STATED TASK >> Render every line of the records below as a numbered list, skipping blank lines and leaving out the pictures.
* * * * *
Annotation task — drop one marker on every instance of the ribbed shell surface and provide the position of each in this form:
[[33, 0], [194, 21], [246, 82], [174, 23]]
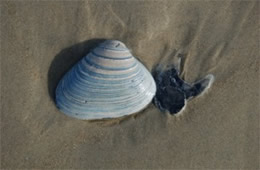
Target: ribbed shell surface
[[107, 83]]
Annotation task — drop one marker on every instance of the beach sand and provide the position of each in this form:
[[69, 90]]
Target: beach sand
[[40, 41]]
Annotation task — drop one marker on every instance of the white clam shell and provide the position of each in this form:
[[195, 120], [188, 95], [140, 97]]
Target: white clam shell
[[107, 83]]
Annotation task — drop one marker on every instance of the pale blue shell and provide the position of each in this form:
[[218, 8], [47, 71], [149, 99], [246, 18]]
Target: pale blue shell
[[107, 83]]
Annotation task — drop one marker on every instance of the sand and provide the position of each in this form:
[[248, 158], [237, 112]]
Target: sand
[[40, 41]]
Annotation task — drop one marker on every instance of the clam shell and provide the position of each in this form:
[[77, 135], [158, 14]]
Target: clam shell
[[107, 83]]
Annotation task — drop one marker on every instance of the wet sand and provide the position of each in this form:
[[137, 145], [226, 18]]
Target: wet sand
[[40, 41]]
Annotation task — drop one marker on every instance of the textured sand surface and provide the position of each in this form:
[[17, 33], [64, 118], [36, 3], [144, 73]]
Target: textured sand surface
[[40, 41]]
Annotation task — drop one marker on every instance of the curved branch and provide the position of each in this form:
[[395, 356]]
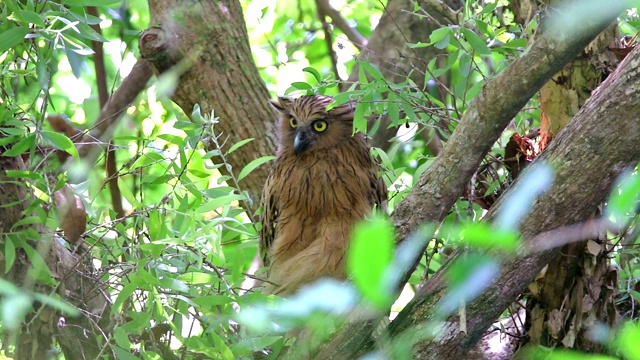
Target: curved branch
[[486, 118]]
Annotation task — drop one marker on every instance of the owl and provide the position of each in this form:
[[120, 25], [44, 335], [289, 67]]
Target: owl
[[323, 181]]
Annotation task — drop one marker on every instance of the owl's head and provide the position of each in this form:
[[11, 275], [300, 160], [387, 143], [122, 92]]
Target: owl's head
[[306, 125]]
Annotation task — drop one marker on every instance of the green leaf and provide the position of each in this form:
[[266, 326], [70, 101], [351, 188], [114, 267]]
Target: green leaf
[[313, 72], [21, 146], [121, 337], [55, 302], [392, 108], [237, 145], [440, 35], [484, 235], [91, 2], [359, 121], [479, 45], [368, 258], [9, 254], [247, 346], [253, 165], [126, 292], [625, 202], [61, 142], [33, 18], [219, 201], [12, 37], [299, 85], [199, 278], [465, 64]]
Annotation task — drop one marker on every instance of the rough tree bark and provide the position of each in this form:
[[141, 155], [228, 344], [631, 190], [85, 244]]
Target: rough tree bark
[[576, 289], [484, 121], [587, 161], [74, 274], [221, 77]]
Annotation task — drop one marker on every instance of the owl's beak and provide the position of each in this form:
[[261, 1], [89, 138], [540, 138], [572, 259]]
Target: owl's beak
[[301, 141]]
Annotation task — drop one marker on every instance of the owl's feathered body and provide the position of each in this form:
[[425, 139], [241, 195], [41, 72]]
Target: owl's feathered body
[[323, 181]]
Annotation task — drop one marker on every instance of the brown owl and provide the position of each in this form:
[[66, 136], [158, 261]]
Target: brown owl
[[323, 181]]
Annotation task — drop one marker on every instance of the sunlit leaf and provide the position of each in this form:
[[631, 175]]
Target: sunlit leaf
[[253, 165], [479, 45], [61, 142], [469, 276], [12, 37], [313, 72], [625, 202], [368, 257], [237, 145]]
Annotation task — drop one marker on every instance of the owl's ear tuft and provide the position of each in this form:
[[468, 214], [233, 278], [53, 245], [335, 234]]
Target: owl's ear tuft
[[282, 104]]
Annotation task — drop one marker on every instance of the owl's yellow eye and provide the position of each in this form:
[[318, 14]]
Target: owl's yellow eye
[[320, 125]]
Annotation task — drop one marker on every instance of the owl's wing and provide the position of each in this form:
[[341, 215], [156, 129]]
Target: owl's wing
[[268, 219], [380, 194]]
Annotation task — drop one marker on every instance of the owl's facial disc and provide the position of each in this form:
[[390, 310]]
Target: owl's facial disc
[[301, 141]]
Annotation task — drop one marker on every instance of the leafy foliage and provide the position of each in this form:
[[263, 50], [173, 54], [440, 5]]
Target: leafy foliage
[[176, 266]]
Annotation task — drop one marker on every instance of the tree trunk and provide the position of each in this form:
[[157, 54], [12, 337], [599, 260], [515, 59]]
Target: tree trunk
[[580, 154], [576, 288], [222, 78], [487, 116]]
* * * * *
SOLUTION >>
1. Annotation task — drop one marker on every instance of the ribbed shell surface and provide the position of each in this form:
2. [[33, 0], [194, 21], [246, 82], [174, 23]]
3. Target: ribbed shell surface
4. [[107, 83]]
5. Annotation task — drop one marker on every instance of the beach sand and provide the position of each in this form:
6. [[69, 90]]
7. Target: beach sand
8. [[40, 41]]
9. Annotation task — drop one marker on every instance of the white clam shell and provide the position of each in this form:
10. [[195, 120], [188, 95], [140, 97]]
11. Target: white clam shell
12. [[107, 83]]
13. Annotation task — drop one marker on every instance of the pale blue shell and provide the position of each in this form:
14. [[218, 8], [47, 71], [149, 99], [246, 18]]
15. Target: pale blue shell
16. [[107, 83]]
17. Annotation task — drop one marker on every instance of the sand and provide the position of each in this form:
18. [[248, 158], [237, 112]]
19. Target: sand
20. [[40, 41]]
21. Annotation task — drop one marker on every instance of the clam shell and provide the position of each in this form:
22. [[77, 135], [158, 14]]
23. Target: clam shell
24. [[107, 83]]
25. Annotation task — drop one marker on every instance of the wet sand and provide the position of each in this form:
26. [[137, 145], [226, 18]]
27. Target: wet sand
28. [[40, 41]]
29. Annotation task — drop one marker on every instance of the textured sand surface and provide the position of each in this form:
30. [[17, 33], [64, 118], [36, 3], [144, 73]]
31. Target: textured sand surface
32. [[40, 41]]
33. Annotation task — drop one marker on every instance of the curved branch and provide the position of each in this form:
34. [[395, 356]]
35. Target: curved branch
36. [[486, 118]]
37. Annotation task — drop one marker on every instance of the owl and provide the position of each in this form:
38. [[120, 25], [44, 335], [289, 67]]
39. Target: owl
40. [[323, 181]]
41. Annotation task — drop one marker on every instance of the owl's head and provide the position of each in this form:
42. [[11, 275], [300, 160], [387, 143], [122, 92]]
43. Target: owl's head
44. [[306, 125]]
45. Annotation task — drop one marker on every instance of the green leaf and provide the position of each in this form:
46. [[266, 326], [70, 101], [351, 188], [114, 267]]
47. Target: green leaf
48. [[313, 72], [21, 146], [121, 337], [55, 302], [392, 108], [237, 145], [440, 35], [484, 235], [91, 2], [359, 121], [479, 45], [368, 258], [9, 254], [247, 346], [253, 165], [126, 292], [625, 202], [61, 142], [33, 18], [219, 201], [12, 37], [299, 85], [199, 278], [465, 64]]
49. Annotation task — drop one marker on every instance of the rough tree bark and provide the position of each in this form:
50. [[141, 155], [228, 344], [631, 190], [85, 244]]
51. Target: rough tree bark
52. [[576, 289], [484, 121], [587, 161], [74, 274], [221, 77]]
53. Annotation task — drop one marker on every instance of the owl's beak and provide the position of each in this form:
54. [[261, 1], [89, 138], [540, 138], [572, 259]]
55. Target: owl's beak
56. [[301, 141]]
57. Annotation task — drop one marker on every instance of the owl's feathered body and provide the position of each in this form:
58. [[425, 139], [241, 195], [41, 72]]
59. Target: owl's feathered body
60. [[323, 181]]
61. Annotation task — drop one marker on every instance of the brown owl and provide the position of each in this form:
62. [[66, 136], [158, 261]]
63. Target: brown owl
64. [[323, 181]]
65. Annotation task — drop one marker on every instance of the sunlit leaf and provide the position of each in this form:
66. [[631, 175]]
67. Target: sunlit leaf
68. [[253, 165], [479, 45], [61, 142], [469, 276], [12, 37], [313, 72], [625, 202], [368, 257], [237, 145]]
69. Annotation task — drop one marker on every instance of the owl's ear tuft and provide the position of each in this form:
70. [[468, 214], [233, 278], [53, 245], [335, 234]]
71. Target: owl's ear tuft
72. [[282, 104]]
73. Annotation task — drop one marker on every instance of the owl's yellow eye and provide the position of each in this form:
74. [[318, 14]]
75. Target: owl's yellow eye
76. [[320, 125]]
77. Annotation task — drop one marker on every instance of the owl's wing and provide the position of each in this form:
78. [[341, 215], [156, 129]]
79. Target: owl's wing
80. [[268, 219], [380, 194]]
81. Annotation task — drop one marker on every instance of the owl's facial disc and provide the position of each in this form:
82. [[390, 310]]
83. Target: owl's facial disc
84. [[301, 141]]
85. Annotation task — drop one marker on every instance of the leafy foliage and provide the position of each in this form:
86. [[263, 50], [173, 54], [440, 5]]
87. Target: leafy foliage
88. [[176, 266]]
89. Annotation task — drop one marker on every instance of the tree trunk and provide the position of each in this form:
90. [[157, 54], [12, 337], [599, 260], [515, 59]]
91. Target: tree trunk
92. [[580, 154], [576, 288], [222, 78], [487, 116]]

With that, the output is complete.